[Referring expression data]
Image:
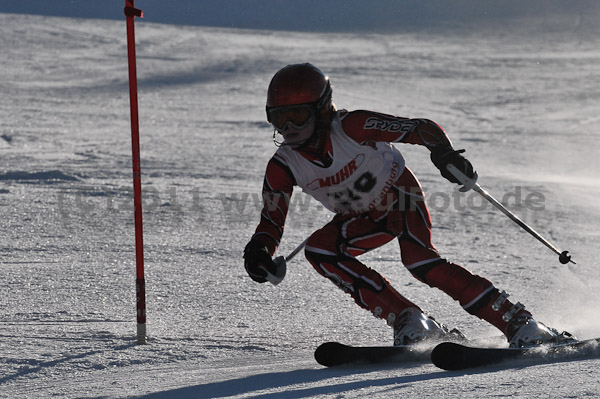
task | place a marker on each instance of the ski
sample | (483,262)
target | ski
(453,356)
(332,354)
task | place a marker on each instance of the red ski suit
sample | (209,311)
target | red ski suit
(401,213)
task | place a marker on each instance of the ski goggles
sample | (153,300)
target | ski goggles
(298,115)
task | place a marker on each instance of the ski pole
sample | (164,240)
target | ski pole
(281,263)
(469,184)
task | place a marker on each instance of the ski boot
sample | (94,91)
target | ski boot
(413,326)
(524,332)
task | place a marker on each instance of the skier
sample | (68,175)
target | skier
(345,160)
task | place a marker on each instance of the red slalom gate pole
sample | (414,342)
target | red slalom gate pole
(140,283)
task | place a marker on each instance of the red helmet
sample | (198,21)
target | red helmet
(300,84)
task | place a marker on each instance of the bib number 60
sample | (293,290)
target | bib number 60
(350,198)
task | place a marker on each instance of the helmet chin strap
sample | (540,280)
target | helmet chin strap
(312,138)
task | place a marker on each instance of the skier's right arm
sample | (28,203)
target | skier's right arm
(277,190)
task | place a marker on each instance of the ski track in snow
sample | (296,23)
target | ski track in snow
(523,105)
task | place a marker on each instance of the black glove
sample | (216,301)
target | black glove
(444,155)
(256,255)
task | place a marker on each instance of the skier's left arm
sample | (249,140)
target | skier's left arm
(366,126)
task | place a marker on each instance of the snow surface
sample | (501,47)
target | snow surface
(523,104)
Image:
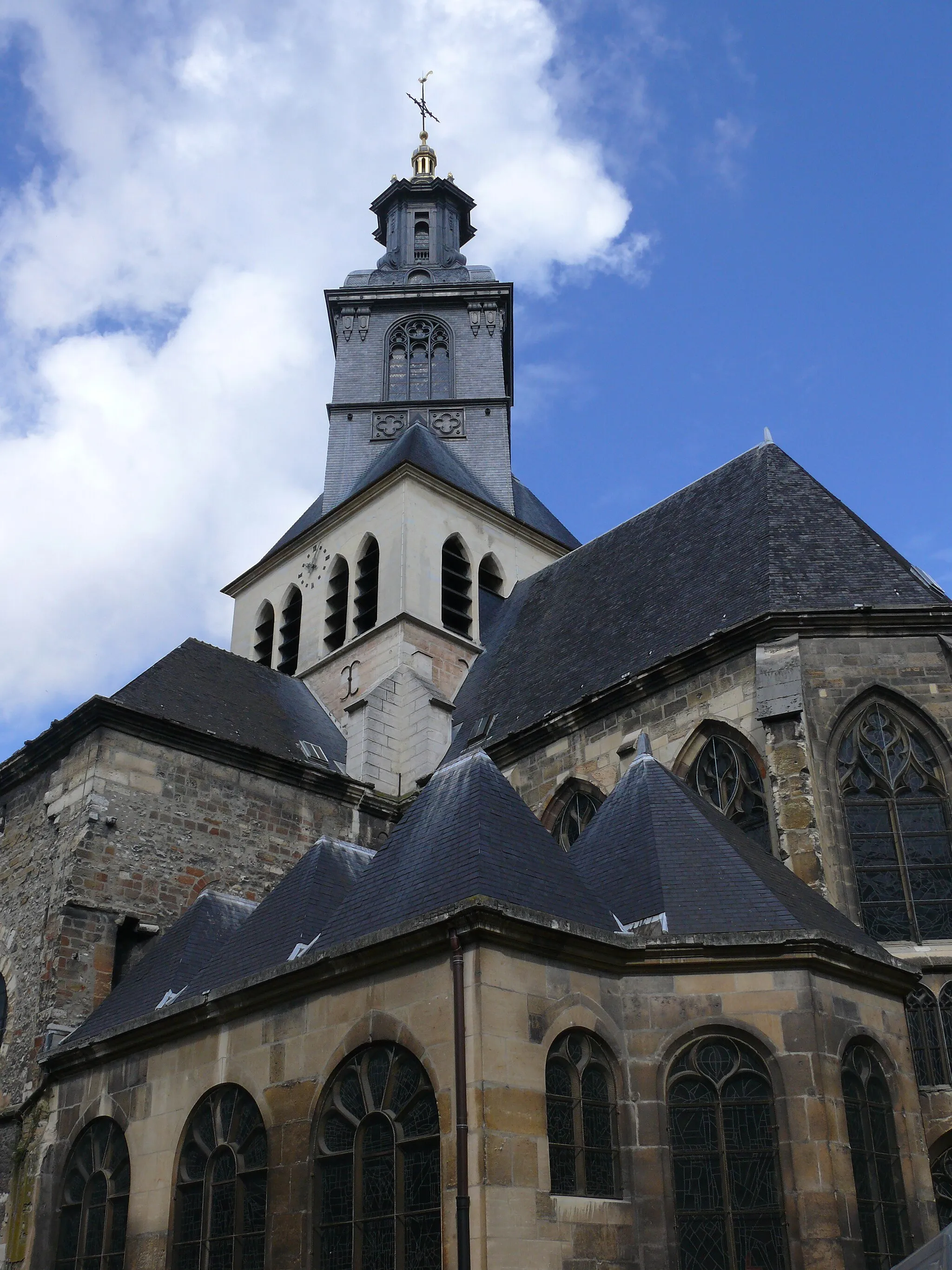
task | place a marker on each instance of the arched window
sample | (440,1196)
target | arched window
(724,1159)
(366,588)
(221,1185)
(897,812)
(94,1201)
(377,1183)
(290,633)
(926,1038)
(581,1118)
(942,1187)
(884,1223)
(725,775)
(336,620)
(419,360)
(457,588)
(264,635)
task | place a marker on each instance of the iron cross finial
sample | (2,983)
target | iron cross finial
(421,103)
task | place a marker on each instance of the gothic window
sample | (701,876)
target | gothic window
(336,620)
(94,1201)
(724,1159)
(366,587)
(264,635)
(942,1187)
(926,1038)
(457,588)
(725,775)
(897,812)
(290,633)
(419,361)
(221,1185)
(581,1118)
(377,1183)
(884,1225)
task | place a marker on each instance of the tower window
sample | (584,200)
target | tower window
(457,588)
(290,633)
(366,588)
(419,361)
(336,620)
(264,635)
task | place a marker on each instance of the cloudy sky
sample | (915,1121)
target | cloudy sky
(720,215)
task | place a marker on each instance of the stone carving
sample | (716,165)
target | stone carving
(449,423)
(388,425)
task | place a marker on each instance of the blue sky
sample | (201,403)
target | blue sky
(785,262)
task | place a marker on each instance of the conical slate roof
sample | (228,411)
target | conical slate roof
(657,847)
(469,833)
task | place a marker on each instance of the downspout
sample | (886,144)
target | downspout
(463,1126)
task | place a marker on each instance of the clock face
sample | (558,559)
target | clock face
(314,567)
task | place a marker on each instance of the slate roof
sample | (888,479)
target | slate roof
(756,536)
(171,964)
(212,692)
(655,846)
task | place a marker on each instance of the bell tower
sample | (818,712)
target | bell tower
(388,587)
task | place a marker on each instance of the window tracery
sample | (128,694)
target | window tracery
(581,1118)
(884,1223)
(94,1201)
(725,775)
(221,1185)
(898,824)
(377,1179)
(419,361)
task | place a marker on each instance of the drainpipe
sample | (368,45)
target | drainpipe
(463,1127)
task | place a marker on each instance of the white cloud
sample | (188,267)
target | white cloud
(167,357)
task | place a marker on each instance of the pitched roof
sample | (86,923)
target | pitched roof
(171,964)
(757,536)
(657,847)
(212,692)
(469,833)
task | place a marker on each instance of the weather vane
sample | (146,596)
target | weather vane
(422,105)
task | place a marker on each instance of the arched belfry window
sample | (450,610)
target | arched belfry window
(336,619)
(366,587)
(581,1118)
(377,1180)
(723,1130)
(264,634)
(457,588)
(884,1225)
(221,1185)
(94,1201)
(725,775)
(290,633)
(419,361)
(898,821)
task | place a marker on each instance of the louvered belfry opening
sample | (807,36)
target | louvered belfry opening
(366,588)
(336,620)
(457,588)
(290,633)
(264,635)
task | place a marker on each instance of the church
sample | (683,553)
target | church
(498,901)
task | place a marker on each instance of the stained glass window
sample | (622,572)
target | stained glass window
(94,1201)
(377,1183)
(221,1185)
(724,1159)
(898,819)
(419,361)
(884,1225)
(725,775)
(581,1116)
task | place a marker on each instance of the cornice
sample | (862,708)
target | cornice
(479,920)
(719,647)
(99,713)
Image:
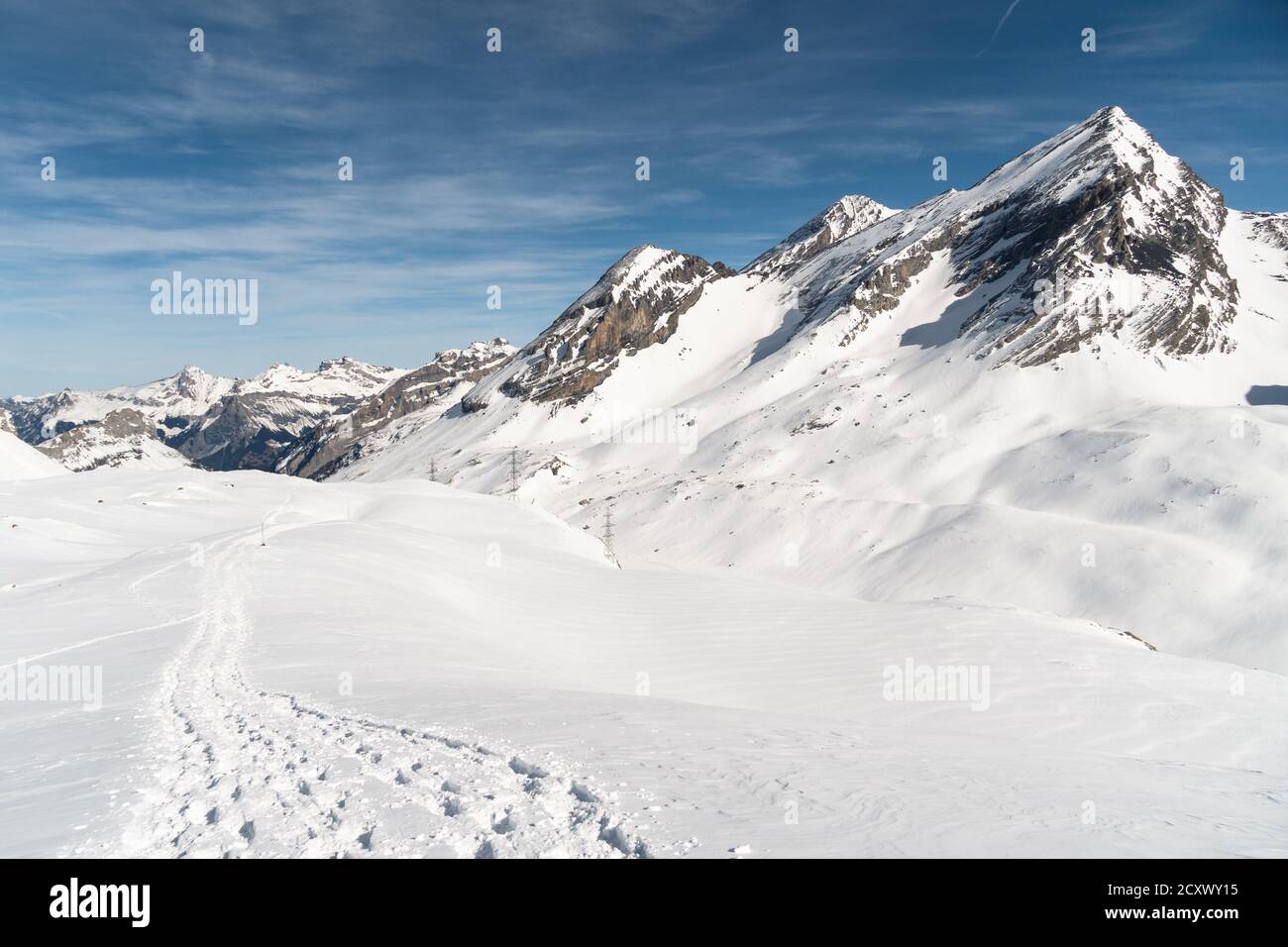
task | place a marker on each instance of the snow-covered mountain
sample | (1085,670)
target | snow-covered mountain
(217,421)
(837,222)
(366,425)
(259,419)
(21,462)
(1056,389)
(170,402)
(123,438)
(635,304)
(1093,234)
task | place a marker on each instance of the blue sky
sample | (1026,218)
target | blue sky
(518,169)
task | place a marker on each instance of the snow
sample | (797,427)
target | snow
(473,678)
(1138,491)
(20,462)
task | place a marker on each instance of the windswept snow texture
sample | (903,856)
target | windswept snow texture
(896,420)
(406,669)
(21,462)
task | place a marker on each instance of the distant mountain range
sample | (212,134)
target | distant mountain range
(1034,390)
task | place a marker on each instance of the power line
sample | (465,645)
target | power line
(608,534)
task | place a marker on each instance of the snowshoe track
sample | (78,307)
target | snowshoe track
(246,772)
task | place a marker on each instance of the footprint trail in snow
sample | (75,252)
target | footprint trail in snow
(245,772)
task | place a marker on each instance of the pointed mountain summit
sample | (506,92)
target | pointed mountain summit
(636,303)
(837,222)
(352,432)
(1095,232)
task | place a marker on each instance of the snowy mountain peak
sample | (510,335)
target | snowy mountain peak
(1094,234)
(636,303)
(837,222)
(417,397)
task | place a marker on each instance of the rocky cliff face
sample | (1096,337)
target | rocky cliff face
(123,438)
(840,221)
(342,438)
(1094,232)
(635,304)
(262,419)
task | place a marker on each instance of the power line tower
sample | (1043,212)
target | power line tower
(608,535)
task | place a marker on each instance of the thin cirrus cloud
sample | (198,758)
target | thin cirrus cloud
(519,169)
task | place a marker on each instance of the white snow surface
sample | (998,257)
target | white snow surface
(21,462)
(407,669)
(1121,486)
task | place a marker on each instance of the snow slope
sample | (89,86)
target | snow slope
(854,428)
(20,462)
(473,678)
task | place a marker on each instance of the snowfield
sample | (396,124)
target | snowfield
(407,669)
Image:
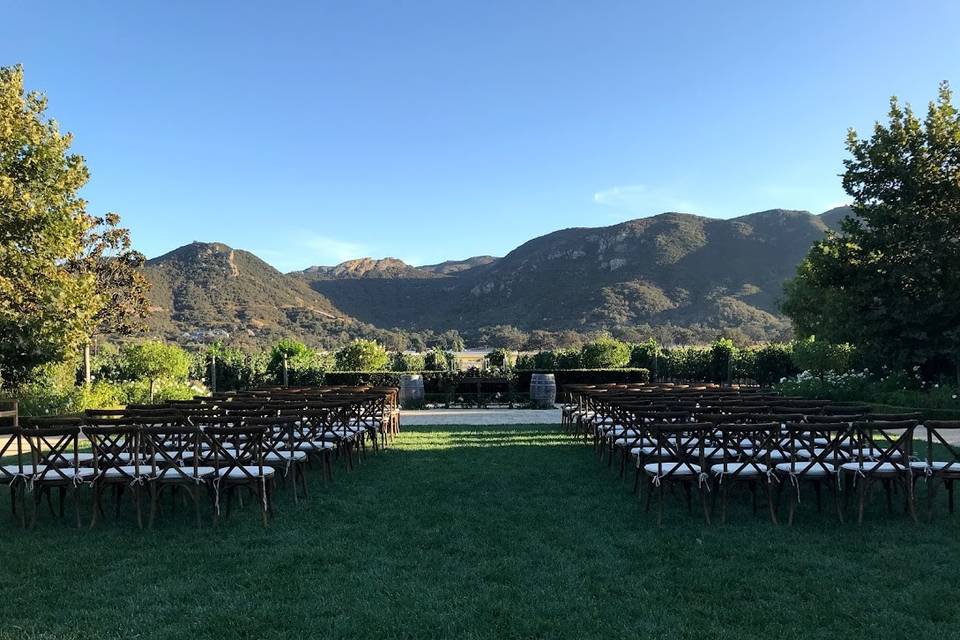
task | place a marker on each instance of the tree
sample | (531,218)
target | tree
(436,360)
(155,360)
(605,353)
(889,281)
(362,355)
(61,269)
(819,357)
(401,361)
(108,257)
(502,336)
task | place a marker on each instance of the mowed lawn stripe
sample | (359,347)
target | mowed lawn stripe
(483,532)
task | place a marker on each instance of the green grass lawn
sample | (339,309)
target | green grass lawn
(473,532)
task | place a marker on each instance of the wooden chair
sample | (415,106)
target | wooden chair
(55,465)
(15,475)
(745,458)
(815,453)
(119,463)
(943,468)
(678,462)
(236,453)
(885,459)
(281,451)
(174,455)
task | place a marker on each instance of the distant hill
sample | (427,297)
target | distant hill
(458,266)
(671,270)
(207,291)
(369,268)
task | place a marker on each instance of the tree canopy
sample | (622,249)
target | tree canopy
(889,281)
(63,272)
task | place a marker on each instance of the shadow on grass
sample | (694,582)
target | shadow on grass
(475,532)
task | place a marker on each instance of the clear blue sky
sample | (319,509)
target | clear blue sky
(314,132)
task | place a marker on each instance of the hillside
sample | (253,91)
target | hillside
(207,291)
(450,267)
(674,270)
(368,268)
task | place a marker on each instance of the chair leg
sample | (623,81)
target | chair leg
(862,494)
(723,503)
(155,492)
(660,505)
(36,507)
(837,500)
(136,502)
(907,489)
(703,501)
(773,513)
(262,494)
(97,510)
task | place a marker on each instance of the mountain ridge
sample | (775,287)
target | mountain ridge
(675,270)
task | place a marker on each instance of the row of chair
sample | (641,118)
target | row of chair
(712,439)
(225,446)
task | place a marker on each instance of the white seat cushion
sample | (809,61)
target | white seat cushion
(717,452)
(238,473)
(800,469)
(12,470)
(184,473)
(936,466)
(832,456)
(873,453)
(672,468)
(126,471)
(741,469)
(48,473)
(874,467)
(284,456)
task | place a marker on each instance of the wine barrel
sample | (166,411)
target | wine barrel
(543,390)
(411,389)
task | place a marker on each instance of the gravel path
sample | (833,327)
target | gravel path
(479,416)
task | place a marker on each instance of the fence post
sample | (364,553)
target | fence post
(213,373)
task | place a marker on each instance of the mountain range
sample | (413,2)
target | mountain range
(680,276)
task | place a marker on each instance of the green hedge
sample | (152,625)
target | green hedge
(444,381)
(586,376)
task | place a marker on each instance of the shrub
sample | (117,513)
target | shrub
(525,361)
(567,359)
(437,360)
(544,360)
(820,357)
(401,361)
(646,355)
(362,355)
(605,353)
(499,358)
(772,363)
(236,369)
(156,361)
(722,356)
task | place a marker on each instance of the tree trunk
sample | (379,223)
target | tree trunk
(86,364)
(213,373)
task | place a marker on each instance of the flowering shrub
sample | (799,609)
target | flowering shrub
(893,388)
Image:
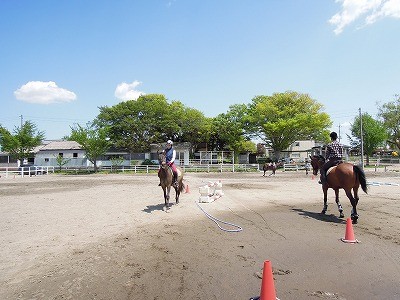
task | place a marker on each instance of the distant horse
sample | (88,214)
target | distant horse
(269,166)
(166,179)
(343,176)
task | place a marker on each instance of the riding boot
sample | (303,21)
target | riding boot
(322,178)
(175,180)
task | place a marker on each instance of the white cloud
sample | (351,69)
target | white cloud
(369,10)
(41,92)
(127,91)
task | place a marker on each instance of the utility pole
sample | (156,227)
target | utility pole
(362,140)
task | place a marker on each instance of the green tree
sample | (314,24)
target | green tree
(390,113)
(61,161)
(22,141)
(94,141)
(281,119)
(228,131)
(135,124)
(374,134)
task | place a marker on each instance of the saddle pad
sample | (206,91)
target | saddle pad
(330,169)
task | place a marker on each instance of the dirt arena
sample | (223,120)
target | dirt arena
(107,237)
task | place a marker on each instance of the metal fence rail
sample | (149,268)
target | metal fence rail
(145,169)
(25,171)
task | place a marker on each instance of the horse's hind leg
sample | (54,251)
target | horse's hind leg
(340,208)
(353,201)
(325,190)
(166,197)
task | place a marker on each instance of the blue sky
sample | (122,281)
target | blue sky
(61,60)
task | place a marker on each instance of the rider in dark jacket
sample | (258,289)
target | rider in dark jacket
(170,155)
(333,156)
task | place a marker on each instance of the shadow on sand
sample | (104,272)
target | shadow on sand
(150,208)
(318,216)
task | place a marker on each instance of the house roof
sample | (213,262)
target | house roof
(61,145)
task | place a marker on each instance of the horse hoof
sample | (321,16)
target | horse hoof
(354,219)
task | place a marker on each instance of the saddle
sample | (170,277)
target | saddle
(333,167)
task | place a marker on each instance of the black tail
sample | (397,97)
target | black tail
(361,177)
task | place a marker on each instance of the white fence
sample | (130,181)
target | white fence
(33,171)
(25,171)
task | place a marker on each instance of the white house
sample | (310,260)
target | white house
(70,151)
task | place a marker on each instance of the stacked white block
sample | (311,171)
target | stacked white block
(210,192)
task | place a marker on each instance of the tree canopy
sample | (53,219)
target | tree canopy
(94,141)
(374,134)
(390,113)
(22,141)
(136,124)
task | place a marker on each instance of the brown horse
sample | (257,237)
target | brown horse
(343,176)
(166,177)
(269,166)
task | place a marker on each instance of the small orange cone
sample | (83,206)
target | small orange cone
(267,284)
(187,190)
(349,237)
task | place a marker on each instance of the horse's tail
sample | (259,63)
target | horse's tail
(361,177)
(181,187)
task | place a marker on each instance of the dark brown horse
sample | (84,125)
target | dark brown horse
(166,177)
(269,166)
(343,176)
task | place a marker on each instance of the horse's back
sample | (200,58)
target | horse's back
(345,175)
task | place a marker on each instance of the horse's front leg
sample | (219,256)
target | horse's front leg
(353,201)
(340,208)
(178,192)
(166,197)
(325,190)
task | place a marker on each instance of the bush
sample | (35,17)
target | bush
(149,162)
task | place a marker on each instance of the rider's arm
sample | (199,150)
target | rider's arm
(173,156)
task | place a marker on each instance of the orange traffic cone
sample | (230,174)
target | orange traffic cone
(267,284)
(349,237)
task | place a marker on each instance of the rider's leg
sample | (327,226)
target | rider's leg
(175,173)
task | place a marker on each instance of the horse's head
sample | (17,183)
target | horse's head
(317,161)
(161,159)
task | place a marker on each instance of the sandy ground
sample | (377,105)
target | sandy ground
(107,237)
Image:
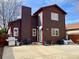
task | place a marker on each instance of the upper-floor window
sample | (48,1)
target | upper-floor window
(54,16)
(54,31)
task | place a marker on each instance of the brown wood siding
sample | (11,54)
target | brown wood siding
(48,24)
(15,24)
(26,23)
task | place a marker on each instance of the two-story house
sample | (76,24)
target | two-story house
(21,28)
(45,25)
(48,24)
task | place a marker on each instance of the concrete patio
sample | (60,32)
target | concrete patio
(42,52)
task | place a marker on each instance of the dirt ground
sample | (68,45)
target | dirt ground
(42,52)
(1,52)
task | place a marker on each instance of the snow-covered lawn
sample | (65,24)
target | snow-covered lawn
(42,52)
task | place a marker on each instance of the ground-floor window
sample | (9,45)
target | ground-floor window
(15,31)
(33,32)
(54,31)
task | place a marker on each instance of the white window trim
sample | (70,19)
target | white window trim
(54,15)
(33,32)
(15,28)
(54,29)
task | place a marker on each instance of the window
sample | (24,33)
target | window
(54,16)
(15,32)
(33,32)
(54,32)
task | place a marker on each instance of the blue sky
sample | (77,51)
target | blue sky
(70,6)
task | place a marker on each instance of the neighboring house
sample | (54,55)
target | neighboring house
(72,31)
(45,25)
(48,24)
(21,28)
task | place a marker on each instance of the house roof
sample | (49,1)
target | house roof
(72,26)
(47,7)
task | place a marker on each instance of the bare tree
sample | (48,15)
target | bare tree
(8,10)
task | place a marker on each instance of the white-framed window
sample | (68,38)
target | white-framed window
(54,16)
(15,31)
(54,31)
(33,32)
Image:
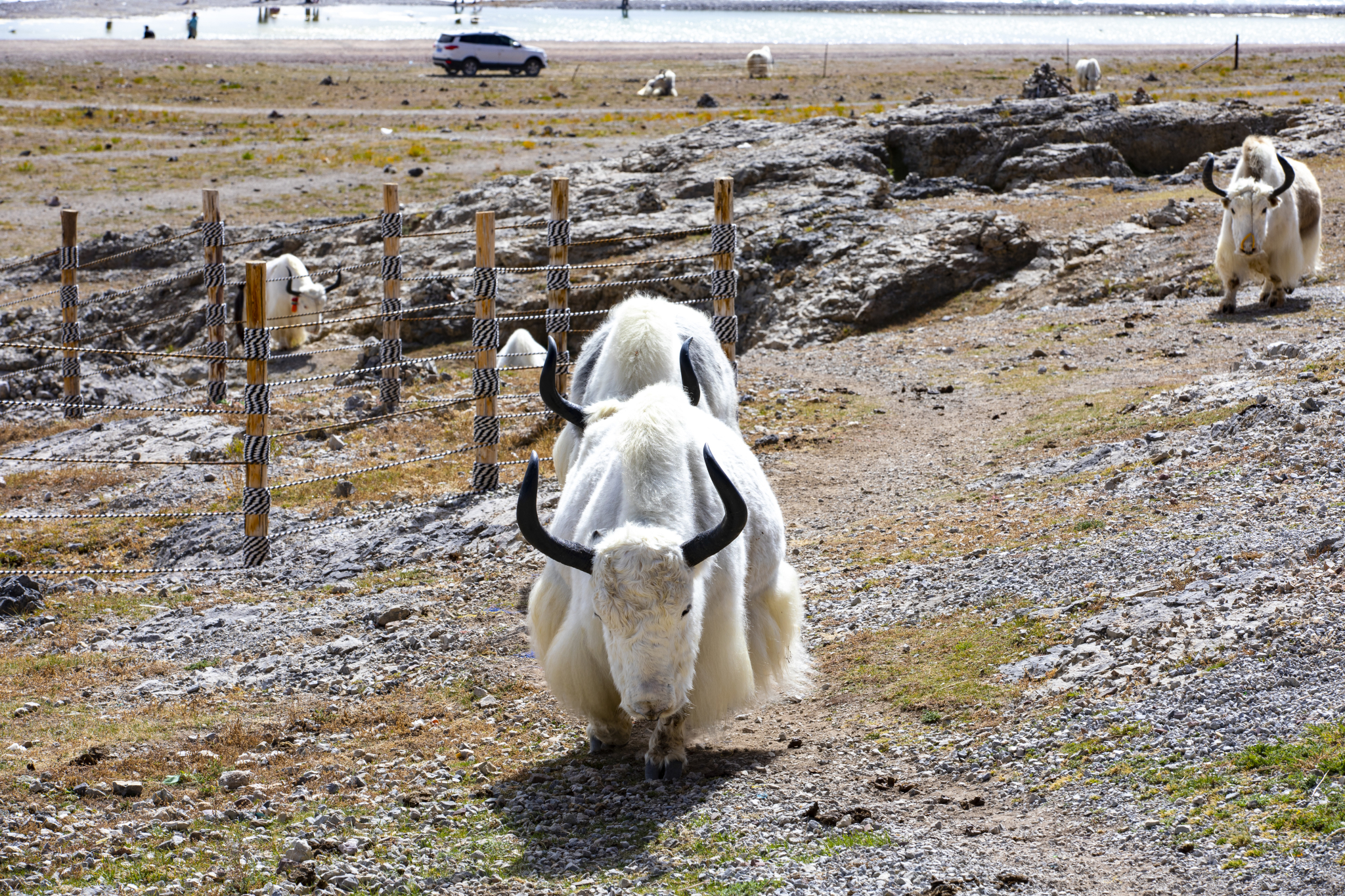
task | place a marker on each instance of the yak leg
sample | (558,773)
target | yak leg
(606,734)
(1229,304)
(1274,292)
(667,750)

** TRY IT **
Return the span of lines in the data above that opens at the line with "target | horse's back" and closes at the line with "sample | (327,226)", exactly, ends included, nothing else.

** WRITTEN ANSWER **
target | horse's back
(345,175)
task | place a marker on each instance of the horse's front leg
sample | (219,256)
target | horse's front leg
(353,201)
(340,208)
(178,192)
(166,197)
(325,190)
task | place a marker on each instance of the bush
sample | (35,17)
target | bush
(149,162)
task | place a marker on each instance of the rider's arm
sample | (199,150)
target | rider's arm
(173,156)
task | place a marker on each instance of the orange traffic cone
sample | (230,174)
target | orange traffic cone
(267,284)
(349,237)
task | place a marker on each instance of the rider's leg
sample | (327,226)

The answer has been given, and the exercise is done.